WHAT THE TASK REQUIRES ▸ Skip the pictures. Repeat everything else in the records word for word.

RECORDS FOR THIS EXERCISE ▸

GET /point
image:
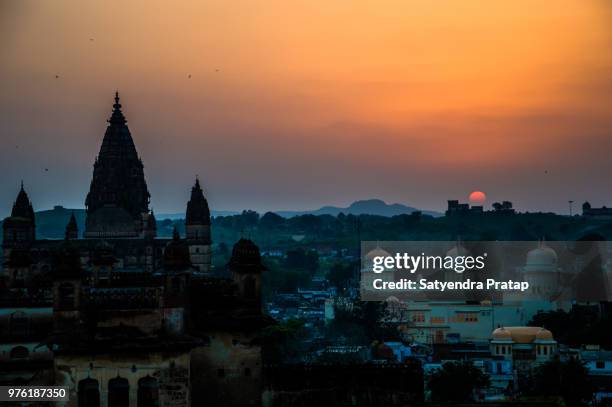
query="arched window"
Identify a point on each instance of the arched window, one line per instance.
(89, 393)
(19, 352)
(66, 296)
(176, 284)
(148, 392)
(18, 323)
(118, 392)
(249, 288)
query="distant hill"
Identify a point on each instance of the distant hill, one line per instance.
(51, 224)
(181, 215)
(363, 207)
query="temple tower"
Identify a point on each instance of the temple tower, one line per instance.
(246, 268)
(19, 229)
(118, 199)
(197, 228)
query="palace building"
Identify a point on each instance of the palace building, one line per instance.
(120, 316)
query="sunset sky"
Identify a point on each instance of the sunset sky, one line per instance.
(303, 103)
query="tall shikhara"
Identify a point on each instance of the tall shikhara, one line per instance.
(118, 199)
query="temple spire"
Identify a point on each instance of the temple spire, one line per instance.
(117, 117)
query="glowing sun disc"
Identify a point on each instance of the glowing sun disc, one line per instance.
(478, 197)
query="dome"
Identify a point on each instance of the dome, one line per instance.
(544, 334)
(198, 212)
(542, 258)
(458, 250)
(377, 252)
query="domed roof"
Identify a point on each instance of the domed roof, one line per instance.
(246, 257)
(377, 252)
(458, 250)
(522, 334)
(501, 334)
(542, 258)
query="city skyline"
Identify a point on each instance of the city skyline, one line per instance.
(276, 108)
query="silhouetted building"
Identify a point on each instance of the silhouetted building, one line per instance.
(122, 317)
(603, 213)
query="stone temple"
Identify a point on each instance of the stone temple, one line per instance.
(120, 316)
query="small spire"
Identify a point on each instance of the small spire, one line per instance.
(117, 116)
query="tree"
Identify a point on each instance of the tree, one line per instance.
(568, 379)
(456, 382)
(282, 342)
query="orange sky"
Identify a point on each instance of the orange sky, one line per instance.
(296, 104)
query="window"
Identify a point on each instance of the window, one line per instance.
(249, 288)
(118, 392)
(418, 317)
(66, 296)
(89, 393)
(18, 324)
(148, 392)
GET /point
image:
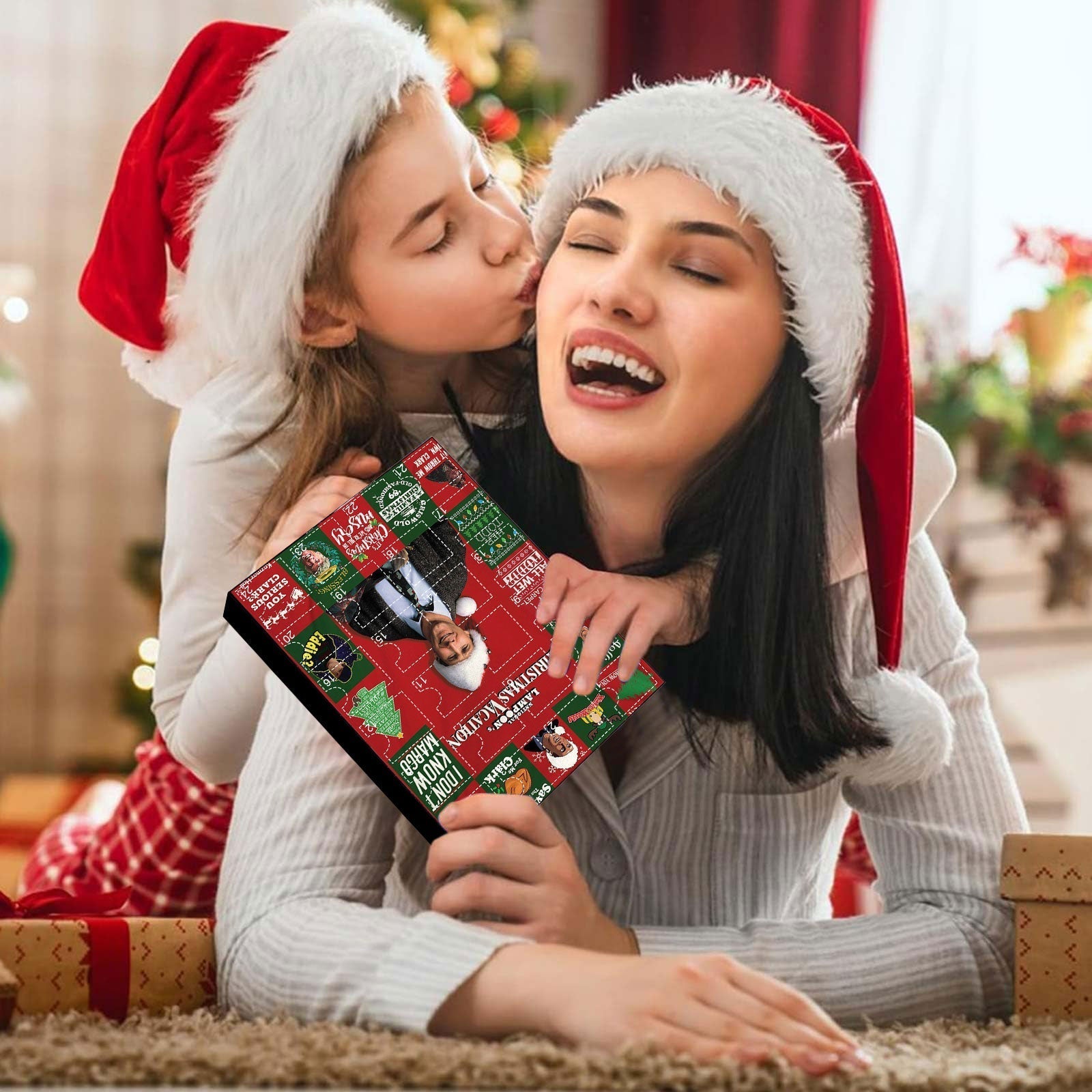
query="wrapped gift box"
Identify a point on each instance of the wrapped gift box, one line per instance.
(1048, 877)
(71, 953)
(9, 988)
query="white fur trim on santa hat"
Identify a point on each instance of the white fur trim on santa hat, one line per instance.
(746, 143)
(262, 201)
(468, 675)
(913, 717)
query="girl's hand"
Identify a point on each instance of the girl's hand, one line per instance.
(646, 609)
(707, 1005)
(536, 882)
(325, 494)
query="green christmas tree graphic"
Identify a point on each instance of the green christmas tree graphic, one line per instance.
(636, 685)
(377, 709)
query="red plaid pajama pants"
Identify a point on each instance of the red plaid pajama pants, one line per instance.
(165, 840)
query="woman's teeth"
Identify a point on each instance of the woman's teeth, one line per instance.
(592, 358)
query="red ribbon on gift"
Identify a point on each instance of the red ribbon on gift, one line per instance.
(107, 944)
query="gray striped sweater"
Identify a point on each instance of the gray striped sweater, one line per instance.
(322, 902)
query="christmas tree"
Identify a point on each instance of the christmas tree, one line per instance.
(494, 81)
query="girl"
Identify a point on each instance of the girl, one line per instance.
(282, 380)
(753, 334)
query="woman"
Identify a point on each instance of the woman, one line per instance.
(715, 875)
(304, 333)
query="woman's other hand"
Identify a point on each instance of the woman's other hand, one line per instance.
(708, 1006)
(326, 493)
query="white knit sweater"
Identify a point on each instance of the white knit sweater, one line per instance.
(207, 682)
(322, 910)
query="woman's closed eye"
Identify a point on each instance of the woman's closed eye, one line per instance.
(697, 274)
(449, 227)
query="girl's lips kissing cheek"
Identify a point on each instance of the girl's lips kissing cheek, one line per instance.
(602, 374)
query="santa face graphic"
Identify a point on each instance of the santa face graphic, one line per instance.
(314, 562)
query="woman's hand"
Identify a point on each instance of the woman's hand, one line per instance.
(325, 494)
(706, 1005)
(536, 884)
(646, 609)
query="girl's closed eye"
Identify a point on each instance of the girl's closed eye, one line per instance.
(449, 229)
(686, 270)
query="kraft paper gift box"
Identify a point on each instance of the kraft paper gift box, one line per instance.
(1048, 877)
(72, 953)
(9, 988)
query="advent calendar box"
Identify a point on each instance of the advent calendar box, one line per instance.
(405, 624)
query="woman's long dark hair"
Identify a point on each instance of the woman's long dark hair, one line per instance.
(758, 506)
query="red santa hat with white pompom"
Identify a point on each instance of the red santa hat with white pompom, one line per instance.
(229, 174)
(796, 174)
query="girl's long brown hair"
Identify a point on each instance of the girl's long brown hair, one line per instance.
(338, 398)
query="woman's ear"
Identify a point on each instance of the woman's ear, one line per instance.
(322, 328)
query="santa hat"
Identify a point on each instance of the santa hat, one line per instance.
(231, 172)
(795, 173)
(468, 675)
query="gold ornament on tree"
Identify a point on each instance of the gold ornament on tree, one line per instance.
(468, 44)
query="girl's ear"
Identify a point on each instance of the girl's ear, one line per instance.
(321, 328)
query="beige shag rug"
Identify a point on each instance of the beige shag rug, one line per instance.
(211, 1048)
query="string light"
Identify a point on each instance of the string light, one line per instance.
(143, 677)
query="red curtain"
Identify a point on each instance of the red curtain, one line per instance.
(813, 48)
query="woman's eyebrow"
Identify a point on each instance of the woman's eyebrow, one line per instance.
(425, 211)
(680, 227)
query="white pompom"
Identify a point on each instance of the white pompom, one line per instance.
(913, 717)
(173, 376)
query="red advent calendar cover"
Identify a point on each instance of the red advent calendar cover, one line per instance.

THE RESPONSE ▸
GET /point
image:
query="arched window"
Identify a point on each instance of the arched window, one line per instance.
(89, 393)
(19, 352)
(66, 296)
(176, 284)
(148, 392)
(18, 323)
(118, 392)
(249, 288)
query="distant hill"
Identify a point on each instance of the distant hill, one line per instance.
(51, 224)
(181, 215)
(363, 207)
query="temple tower"
Identify a point on each instance of the temple tower, one line per instance.
(246, 268)
(19, 229)
(118, 199)
(197, 228)
query="palace building"
Identify a point on each instance of the palace building, one line per instance.
(120, 316)
query="sunset sky"
Identify a point on each instance of the sunset sky, one line per instance.
(303, 103)
query="tall shikhara"
Identify a point on each instance of the tall shikhara, one line per instance.
(118, 199)
query="temple spire"
Identify a point on each instance of the temple spire, one line per instance.
(117, 117)
query="glowing sun disc"
Identify a point on each instance of the glowing sun disc, one line per instance.
(478, 197)
query="dome"
Identify a point on each instance of the dome, one line per instance.
(544, 334)
(198, 212)
(542, 258)
(458, 250)
(377, 252)
query="domed roof"
Identify a point on each instance of the domed roof, one line per instance.
(246, 257)
(377, 252)
(458, 250)
(522, 334)
(501, 334)
(542, 258)
query="city skyline"
Identify a point on each instance of the city skyline, one line per instance.
(276, 108)
query="silhouetted building"
Identify a point on each instance of the silhouetted building, one line per instance.
(122, 317)
(603, 213)
query="stone temple"
Identify a point on each instance of the stone temple, one line per instance.
(120, 316)
query="small spire"
Identify a point on each instance of the small spire, one line per instance.
(117, 116)
query="tree"
Identify a point on each instance of the tree, one line per instance.
(568, 379)
(456, 382)
(282, 342)
query="orange sky"
Identify a point on each instance of the orange sky, one line per instance.
(296, 104)
query="window"
Identify a point on each instance of the window, one line per instance.
(249, 288)
(118, 392)
(418, 317)
(66, 296)
(89, 393)
(18, 324)
(148, 392)
GET /point
image:
query="wrapped gift box"
Identify a point on each instance of the wrapped gift box, one line per instance.
(1048, 877)
(71, 953)
(9, 988)
query="white fur trim on santa hat"
Identify a point on each instance of the white fur trim on santa hat, one line per instance.
(746, 143)
(262, 201)
(468, 675)
(913, 717)
query="girl's hand"
Identify a point on each instance of the girl's hand, one line per instance.
(646, 609)
(707, 1005)
(536, 882)
(325, 494)
query="green christmas tree graphic"
Identify a point on each instance of the green christmas tree graphic, one line per instance.
(636, 685)
(377, 709)
query="red plaid pajama pants"
Identify a point on each instance of the red plaid pajama pants, one line per instance.
(165, 840)
query="woman's teeth"
Identify a point on each instance of the woman's teeth, one line per instance.
(592, 358)
query="red ribbon on gift"
Identify a point on each instance of the red ribbon on gift, one line per instance.
(107, 944)
query="gray striped sweater"
Identify a point on each instance of the gray striped sweater, one line per instance.
(322, 902)
query="christmas tree"
Identify a point on each instance of the christmas tree, one line per instance.
(494, 81)
query="girl"
Identify a point on each instance of the girl, one line per instance.
(282, 380)
(753, 334)
query="woman"
Identify a point on each instance of the woman, one line per instance.
(715, 875)
(304, 333)
query="woman's other hand"
Identify a point on each instance of the woman's other hand, one line per instance.
(708, 1006)
(326, 493)
query="white knit sweater"
Identify a point on each instance of the white knit sweater, one line per instance.
(207, 682)
(322, 910)
query="woman's closed eye"
Identify a point on each instance of the woman's closed eye, one line per instance.
(697, 274)
(449, 227)
query="girl's lips kissing cheek"
Identify a point on each instance of the girl's lips kissing cheek, one line per instance.
(602, 374)
query="santa face graphic"
Identify a point on each instance of the santa face graphic, one line per instance.
(314, 562)
query="woman's hand"
Identify a point on each instance of the woman's hand, one line per instance.
(325, 494)
(706, 1005)
(536, 884)
(646, 609)
query="girl's closed eye"
Identify a point on each instance of the girl's closed eye, one line per instance.
(449, 229)
(686, 270)
query="kraft paper gift box"
Identify a point on each instance of the kraft paper gift box, one line per instance.
(1048, 877)
(72, 953)
(9, 988)
query="advent calendar box"
Identify a point on each instance of the advent calendar box, one line per instance.
(405, 624)
query="woman's long dark hair"
Identify a point on each instance of the woman's long dark hair, one line per instance.
(758, 506)
query="red santa hat with white pompom"
Identify a point on each instance of the red santa hat with white pompom, one line per instance.
(229, 174)
(796, 174)
query="girl's long brown hair"
Identify a point on each instance of the girl's long brown hair, one line per instance.
(338, 398)
query="woman's ear"
Identify a point on each instance of the woman's ear, one line per instance.
(322, 328)
query="santa hat"
Identify a point on each instance of the santa hat, one line per instance.
(231, 172)
(795, 173)
(468, 675)
query="gold ornament on tree"
Identify a point on each instance of the gold ornament on tree, one line per instance.
(468, 44)
query="girl's ear"
Identify a point on each instance of the girl's ear, one line per instance.
(321, 328)
query="beige shag rug"
Identify a point on each instance of the beige shag rug, one line per instance.
(211, 1048)
query="string light"
Identify a point on each instance of the string light, one line per instance.
(143, 677)
query="red curtain"
Identify a point on each instance of the red curtain, one line per instance.
(813, 48)
query="woman's eyebrow"
Identify a point on each instance of the woman's eyebrow, one line per instance.
(425, 211)
(680, 227)
query="white pompom"
Identify a point on each instance of the white pompom, one line per instance.
(913, 717)
(173, 376)
query="red advent calendar cover"
Identify a point on each instance of the red advent calendar cover, one line per instance.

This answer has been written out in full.